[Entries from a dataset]
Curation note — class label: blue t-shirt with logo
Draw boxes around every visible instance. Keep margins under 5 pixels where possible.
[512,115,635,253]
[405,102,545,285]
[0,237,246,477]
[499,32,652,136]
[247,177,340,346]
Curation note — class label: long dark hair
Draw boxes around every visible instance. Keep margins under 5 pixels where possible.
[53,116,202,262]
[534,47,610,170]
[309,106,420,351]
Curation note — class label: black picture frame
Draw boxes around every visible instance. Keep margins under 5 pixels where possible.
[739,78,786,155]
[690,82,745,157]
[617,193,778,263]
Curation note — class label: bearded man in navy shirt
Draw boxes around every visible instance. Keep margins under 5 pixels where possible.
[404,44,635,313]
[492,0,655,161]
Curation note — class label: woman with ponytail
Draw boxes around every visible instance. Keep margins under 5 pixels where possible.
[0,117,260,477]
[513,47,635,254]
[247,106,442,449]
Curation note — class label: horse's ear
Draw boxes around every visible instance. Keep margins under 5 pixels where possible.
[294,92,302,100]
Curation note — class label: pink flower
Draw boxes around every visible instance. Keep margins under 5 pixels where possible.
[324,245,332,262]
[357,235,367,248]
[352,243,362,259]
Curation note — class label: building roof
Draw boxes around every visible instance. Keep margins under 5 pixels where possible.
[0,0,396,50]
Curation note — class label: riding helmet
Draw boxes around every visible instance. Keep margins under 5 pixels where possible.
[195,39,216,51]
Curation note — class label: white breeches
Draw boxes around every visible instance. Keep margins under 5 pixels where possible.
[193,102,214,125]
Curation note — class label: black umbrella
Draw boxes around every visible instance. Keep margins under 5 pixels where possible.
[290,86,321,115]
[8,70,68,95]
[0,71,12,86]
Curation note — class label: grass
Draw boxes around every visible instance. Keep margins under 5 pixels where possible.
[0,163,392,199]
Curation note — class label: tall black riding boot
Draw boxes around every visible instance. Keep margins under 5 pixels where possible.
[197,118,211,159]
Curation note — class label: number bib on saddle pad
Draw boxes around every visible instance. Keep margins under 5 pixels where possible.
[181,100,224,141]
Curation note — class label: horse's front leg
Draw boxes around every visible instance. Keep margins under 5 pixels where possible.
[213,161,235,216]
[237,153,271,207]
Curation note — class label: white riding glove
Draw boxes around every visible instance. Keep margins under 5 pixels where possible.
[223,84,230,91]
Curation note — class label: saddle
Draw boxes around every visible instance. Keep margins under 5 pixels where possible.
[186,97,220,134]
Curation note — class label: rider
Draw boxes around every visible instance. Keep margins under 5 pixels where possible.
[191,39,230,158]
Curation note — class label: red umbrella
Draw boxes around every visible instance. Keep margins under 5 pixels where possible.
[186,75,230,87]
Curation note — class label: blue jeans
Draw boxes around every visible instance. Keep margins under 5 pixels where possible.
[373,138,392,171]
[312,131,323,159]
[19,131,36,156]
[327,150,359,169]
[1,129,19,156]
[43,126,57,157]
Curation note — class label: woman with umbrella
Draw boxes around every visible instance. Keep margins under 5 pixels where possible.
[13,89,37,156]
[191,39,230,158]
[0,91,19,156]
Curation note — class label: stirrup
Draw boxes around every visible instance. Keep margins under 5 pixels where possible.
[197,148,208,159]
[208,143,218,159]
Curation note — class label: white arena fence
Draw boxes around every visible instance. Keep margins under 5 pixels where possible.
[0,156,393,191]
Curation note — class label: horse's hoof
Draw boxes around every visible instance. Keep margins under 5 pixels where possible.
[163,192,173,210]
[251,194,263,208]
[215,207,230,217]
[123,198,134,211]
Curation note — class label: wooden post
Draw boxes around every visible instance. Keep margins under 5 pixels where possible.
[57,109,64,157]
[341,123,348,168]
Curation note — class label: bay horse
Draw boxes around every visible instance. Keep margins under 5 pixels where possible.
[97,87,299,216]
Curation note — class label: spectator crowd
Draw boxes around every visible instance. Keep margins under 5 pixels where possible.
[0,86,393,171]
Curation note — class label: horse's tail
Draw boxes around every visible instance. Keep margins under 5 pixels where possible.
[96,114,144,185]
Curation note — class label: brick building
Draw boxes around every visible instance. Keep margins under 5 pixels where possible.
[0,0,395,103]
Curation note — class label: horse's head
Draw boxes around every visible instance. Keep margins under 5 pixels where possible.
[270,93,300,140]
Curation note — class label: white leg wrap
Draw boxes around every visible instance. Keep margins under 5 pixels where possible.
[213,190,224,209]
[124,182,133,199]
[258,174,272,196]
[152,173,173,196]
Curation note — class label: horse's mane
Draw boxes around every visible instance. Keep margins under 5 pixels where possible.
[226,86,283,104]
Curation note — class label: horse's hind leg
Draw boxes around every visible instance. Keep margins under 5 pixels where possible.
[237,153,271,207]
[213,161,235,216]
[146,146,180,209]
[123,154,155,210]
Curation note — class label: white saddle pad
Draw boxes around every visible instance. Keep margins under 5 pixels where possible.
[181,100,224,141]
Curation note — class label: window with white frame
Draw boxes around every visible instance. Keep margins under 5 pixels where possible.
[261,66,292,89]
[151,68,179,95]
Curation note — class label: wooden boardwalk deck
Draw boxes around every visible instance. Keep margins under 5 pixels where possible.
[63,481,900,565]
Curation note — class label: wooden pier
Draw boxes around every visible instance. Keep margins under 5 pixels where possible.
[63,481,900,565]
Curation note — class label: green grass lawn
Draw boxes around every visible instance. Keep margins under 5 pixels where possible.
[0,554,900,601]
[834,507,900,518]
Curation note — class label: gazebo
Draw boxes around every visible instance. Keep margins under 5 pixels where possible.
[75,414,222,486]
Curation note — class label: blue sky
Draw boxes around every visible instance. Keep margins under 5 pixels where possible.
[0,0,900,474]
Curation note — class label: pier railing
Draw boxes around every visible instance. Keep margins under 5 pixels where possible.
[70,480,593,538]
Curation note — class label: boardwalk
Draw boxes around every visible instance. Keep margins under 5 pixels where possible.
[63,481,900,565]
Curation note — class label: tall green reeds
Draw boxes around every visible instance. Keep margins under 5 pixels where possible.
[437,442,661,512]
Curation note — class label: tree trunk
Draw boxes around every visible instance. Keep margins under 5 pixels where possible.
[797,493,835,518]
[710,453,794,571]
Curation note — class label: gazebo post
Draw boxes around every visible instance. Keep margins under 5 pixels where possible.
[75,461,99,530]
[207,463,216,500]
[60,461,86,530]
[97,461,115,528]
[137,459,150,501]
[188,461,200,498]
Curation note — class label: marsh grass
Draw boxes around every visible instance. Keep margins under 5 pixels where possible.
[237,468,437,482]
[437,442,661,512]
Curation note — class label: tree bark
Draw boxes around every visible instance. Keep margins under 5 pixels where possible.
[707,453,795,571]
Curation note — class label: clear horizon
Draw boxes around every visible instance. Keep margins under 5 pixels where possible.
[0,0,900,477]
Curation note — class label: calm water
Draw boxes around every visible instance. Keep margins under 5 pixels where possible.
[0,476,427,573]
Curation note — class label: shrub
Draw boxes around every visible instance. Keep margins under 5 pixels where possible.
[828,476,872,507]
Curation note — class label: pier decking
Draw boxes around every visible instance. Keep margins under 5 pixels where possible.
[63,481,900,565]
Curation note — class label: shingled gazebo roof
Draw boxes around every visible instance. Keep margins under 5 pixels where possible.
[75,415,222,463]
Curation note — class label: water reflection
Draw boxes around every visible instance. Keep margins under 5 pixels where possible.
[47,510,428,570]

- _WORK INSTRUCTIONS_: Retype the records above exactly.

- _RESULT OF THIS TASK_:
Curation note — class label: blue t-shirt with logo
Draw boxes around every visible instance. Keep margins under 5 pixels where possible.
[512,115,635,253]
[405,102,545,285]
[0,237,246,477]
[499,32,652,136]
[247,177,340,346]
Curation note — class label: long dark hair
Draw boxes around every visible instance. Keep margins under 5 pixels where possible.
[53,116,202,262]
[534,47,610,170]
[309,106,420,351]
Curation note — class label: black picture frame
Draw boxes around every visible instance. Keep margins under 5 pixels where possible.
[739,78,786,155]
[690,82,745,157]
[617,193,778,263]
Curation note — class label: bearded man in navy shirt
Draw boxes around every visible instance. Keep margins under 5 pixels where possible.
[404,44,635,313]
[492,0,655,161]
Curation note — class label: woman with ponytail
Draw boxes around every visible instance. Keep margins under 5 pixels where possible.
[0,117,260,477]
[513,47,635,254]
[247,106,442,449]
Curation note — class label: horse's ear
Draw boxes around every visible instance. Keep margins under 5 pixels where possible.
[294,92,302,100]
Curation note — class label: pink flower
Draw boxes around every visible instance. Keep margins under 5 pixels where possible.
[324,245,332,262]
[357,235,367,248]
[352,243,362,259]
Curation note — class label: building roof
Draw boxes around every visible instance. Keep margins under 5 pixels where possible.
[0,0,396,50]
Curation note — class label: riding helmet
Draw boxes around every visible instance. Keep margins under 5 pixels where possible.
[195,39,216,51]
Curation note — class label: white breeches
Draw boxes around every visible instance. Keep margins under 5 pixels where possible.
[193,102,214,125]
Curation note — class label: black umbrella
Draw boxes around every visible instance. Keep margins under 5 pixels where possible.
[290,86,321,115]
[8,70,68,95]
[0,71,12,86]
Curation note — class label: grass
Draw boxes around every visible instance. Keep margins under 5 pixels where possible.
[0,163,392,199]
Curation note — class label: tall black riding boot
Draw boxes around every visible instance. Keep margins under 5 pixels where possible.
[197,118,211,159]
Curation note — class label: number bib on saddle pad
Draw boxes around every visible instance. Keep margins under 5 pixels where possible.
[181,100,224,141]
Curation note — class label: horse's front leg
Draw boxes around every visible instance. Keep margins under 5 pixels where possible.
[213,161,235,216]
[237,153,271,207]
Curation note — class label: white riding glove
Draw boxes around every visible instance. Keep margins under 5 pixels where possible.
[223,84,230,91]
Curation note — class label: saddle
Draw boxes around every visible instance. Keep margins under 5 pixels where possible.
[186,97,220,134]
Curation note — class label: rider
Draw boxes around every visible instance. Keep margins under 5 pixels where possible.
[191,39,230,158]
Curation note — class label: red umbrella
Draw boxes around every visible instance. Keep margins under 5 pixels where possible.
[186,75,230,87]
Curation note — class label: blue jeans
Draw boxes around every visible instance. Keep margins under 5 pixels where possible.
[373,138,392,171]
[312,131,323,159]
[19,131,36,156]
[327,150,359,169]
[1,129,19,156]
[43,126,57,157]
Curation note — class label: woman with umbrella
Draw boxes around every visible instance. Keep margins under 5 pixels where possible.
[13,89,37,156]
[191,39,230,158]
[0,91,19,156]
Curation note — class label: stirrup
Draw boxes around every visible instance. Keep margins under 5 pixels where possible.
[197,148,208,159]
[208,143,218,159]
Curation note — class label: white arena fence
Draw boxes around every visible instance. Keep margins under 5 pixels where possible.
[0,156,393,191]
Curation note — class label: horse's hoof
Draw boxes around every visible instance. Keep margins under 5 pixels where possible.
[163,192,173,210]
[251,194,263,208]
[215,207,230,217]
[123,198,134,211]
Curation note — class label: wooden post
Draw boxes around every visible instance. Keep margins under 5 pixels where possible.
[57,109,64,157]
[341,123,348,168]
Curation note — class label: bay horse
Draw boxes around every visible instance. Keep margins under 5 pixels where possible.
[97,87,299,216]
Curation note — class label: spectator crowd
Draw boxes around every visible instance. Keep margins under 5 pixels where possible.
[0,86,393,171]
Curation note — class label: horse's tail
Draw boxes around every visible instance. Keep margins under 5 pixels where possible.
[96,114,144,185]
Curation note — class label: brick building
Draw boxes around every visible instance. Keep margins under 5 pixels where possible.
[0,0,395,103]
Curation note — class label: horse's head
Draw boxes around every visible instance. Keep margins under 5 pixels where possible.
[270,93,300,140]
Curation note — class label: white leg wrap
Draw boxes around every visible instance. Keep margins under 5 pixels where possible.
[213,190,224,209]
[124,182,133,199]
[258,174,272,196]
[152,173,173,196]
Curation note — class label: horse's mane
Draw boxes around every visible instance. Keep margins under 5 pixels where possible.
[226,86,283,104]
Curation note — class label: horse's hind leg
Draw boxes around every visible instance. Keep margins under 5 pixels where possible.
[237,153,271,207]
[213,161,235,216]
[146,146,180,209]
[123,154,155,210]
Curation note — class label: white saddle pad
Draw boxes around every visible instance. Keep margins under 5 pixels where possible.
[181,100,224,141]
Curation note — class label: window with white frame
Draw boxes around every visible instance. Keep margins under 5 pixels where possible.
[261,66,292,89]
[151,68,179,95]
Curation note — class label: wooden boardwalk deck
Draw boxes around every visible instance. Keep margins under 5 pixels where possible.
[63,481,900,565]
Curation note — class label: wooden pier
Draw boxes around every visible instance. Keep margins under 5 pixels where possible.
[63,481,900,565]
Curation note — class label: green grass lawn
Draw boxes around every visible instance. Keep margins under 5 pixels where possible.
[0,554,900,601]
[834,507,900,518]
Curation note — class label: gazebo
Draw boxes around every visible instance. Keep margins under 5 pixels where possible.
[75,414,222,486]
Curation note — class label: blue sky
Draw boxes around every visible instance. Keep margins under 5 pixels where possible.
[0,0,900,474]
Curation note — class label: pier railing
Draw boxes around every visible instance. Keep margins under 5 pixels where possible.
[70,480,593,538]
Curation note — class label: boardwalk
Draw boxes around every visible instance. Keep margins under 5 pixels where possible.
[63,481,900,565]
Curation note — class label: tall green reeds
Draw boxes around every visible instance. Keep margins under 5 pixels where possible.
[437,442,661,512]
Curation note — class label: tree trunk
Draw boxes around every visible instance. Keep margins under 5 pixels where possible.
[797,493,835,518]
[710,453,794,571]
Curation note — class label: gazebo post
Draw boxes around every visible instance. Keep margins under 5 pixels where possible.
[75,461,99,530]
[207,463,216,500]
[60,461,86,530]
[97,461,115,528]
[137,459,150,501]
[188,461,200,498]
Curation note — class label: marsh grass
Draw boxes around every visible instance. Keep margins under 5 pixels where possible.
[237,468,437,482]
[437,442,661,512]
Curation note — class label: tree bark
Draw boxes around every visible instance. Keep margins under 5 pixels where possible.
[707,453,795,571]
Curation note — class label: clear horizon
Draw boxes around every visible instance. Keep margins under 5 pixels where possible.
[0,0,900,477]
Curation note — class label: calm water
Draw boxes around every visible instance. Keep margins under 5 pixels where possible.
[0,476,427,573]
Curation note — class label: shrub
Draw boxes around every visible instance. Keep margins under 5 pixels where possible.
[828,476,872,507]
Curation note — class label: pier decking
Draw boxes around every visible instance. Keep margins under 5 pixels where possible.
[63,481,900,565]
Curation note — class label: shingled gazebo roof
Draw boxes around every visible instance. Keep margins under 5 pixels where possible.
[75,415,222,463]
Curation note — class label: water reflection
Draw boxes around every visible instance. Keep margins under 5 pixels where possible.
[47,510,428,570]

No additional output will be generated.